▽

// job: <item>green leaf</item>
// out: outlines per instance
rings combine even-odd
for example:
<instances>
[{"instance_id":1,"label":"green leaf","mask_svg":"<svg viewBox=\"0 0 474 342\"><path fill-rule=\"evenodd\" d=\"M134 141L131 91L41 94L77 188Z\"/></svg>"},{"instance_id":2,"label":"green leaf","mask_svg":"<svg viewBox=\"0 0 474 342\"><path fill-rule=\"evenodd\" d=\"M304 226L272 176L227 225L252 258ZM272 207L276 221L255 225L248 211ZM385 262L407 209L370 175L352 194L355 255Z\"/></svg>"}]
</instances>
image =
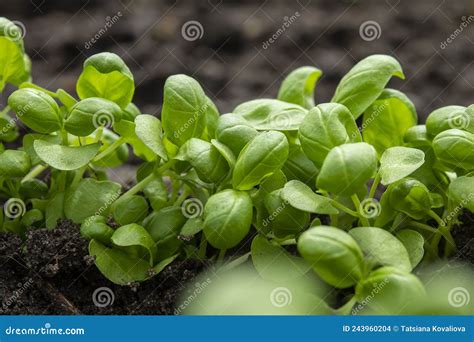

△

Exercise requirements:
Please list every line of the entries above that contains the string "green", copying each such line in full.

Answer in full:
// job: <item>green leaf</item>
[{"instance_id":1,"label":"green leaf","mask_svg":"<svg viewBox=\"0 0 474 342\"><path fill-rule=\"evenodd\" d=\"M134 141L131 91L41 94L77 188Z\"/></svg>"},{"instance_id":2,"label":"green leaf","mask_svg":"<svg viewBox=\"0 0 474 342\"><path fill-rule=\"evenodd\" d=\"M304 226L272 176L227 225L252 258ZM272 207L276 221L255 225L248 211ZM385 262L407 209L370 175L352 194L355 255Z\"/></svg>"}]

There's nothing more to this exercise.